Text block
────────

Twittter Github Email

Course materials for 2020-11-2 AFEC at XTBG.

1 Prerequisites

install.packages("spdep")
library(tidyverse)
library(spdep)

2 Spatial autocorrelaiton

  • Neighbors affect the observation.

  • Let’s condier maps with some environmental variables (e.g., soil N, soil moisture…).
library(spdep)

set.seed(1234)
N <- 50
x <- seq(1, 25)
y <- seq(1, 25)
#z <- matrix(numeric(length(x) * length(y)), ncol = length(y))
z <- matrix(rnorm(length(x) * length(y)), ncol = length(y))

z0 <- z
z2 <- z
for (i in 2:(length(x)-1)) {
  for (j in 2:(length(y)-1)) {
    z[i, j] <- 
      rnorm(1, 
            mean(
              c(z[i - 1, j - 1],
              z[i - 1, j],
              z[i - 1, j + 1],
              z[i, j - 1],
              z[i, j + 1],
              z[i + 1, j - 1],
              z[i + 1, j],
              z[i + 1, j + 1])),
            0)
  }
}


z_scaled <- (z - mean(as.numeric(z))) / sd(as.numeric(z))

z2 <- z
z2[z < 0] <- "ridge"
z2[z > 0] <- "valley"
#z2[z > -0.5 & z < 0.5] <- "flat"

────────

Dataset excerpt
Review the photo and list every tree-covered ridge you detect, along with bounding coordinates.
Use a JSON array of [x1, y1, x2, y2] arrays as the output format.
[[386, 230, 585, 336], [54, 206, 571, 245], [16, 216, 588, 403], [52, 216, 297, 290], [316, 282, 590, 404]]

────────

Tasks to complete
**A.** In the course materials, what number does the code give to set.seed?
**B.** In the course materials, rewrite the code starting with "library(tidyverse)" and going on through "x <- seq(1, 25)", with "1234" changed to "42".

Worked answers
**A.** 1234

**B.**
library(tidyverse)
library(spdep)

2 Spatial autocorrelaiton

  • Neighbors affect the observation.

  • Let’s condier maps with some environmental variables (e.g., soil N, soil moisture…).
library(spdep)

set.seed(42)
N <- 50
x <- seq(1, 25)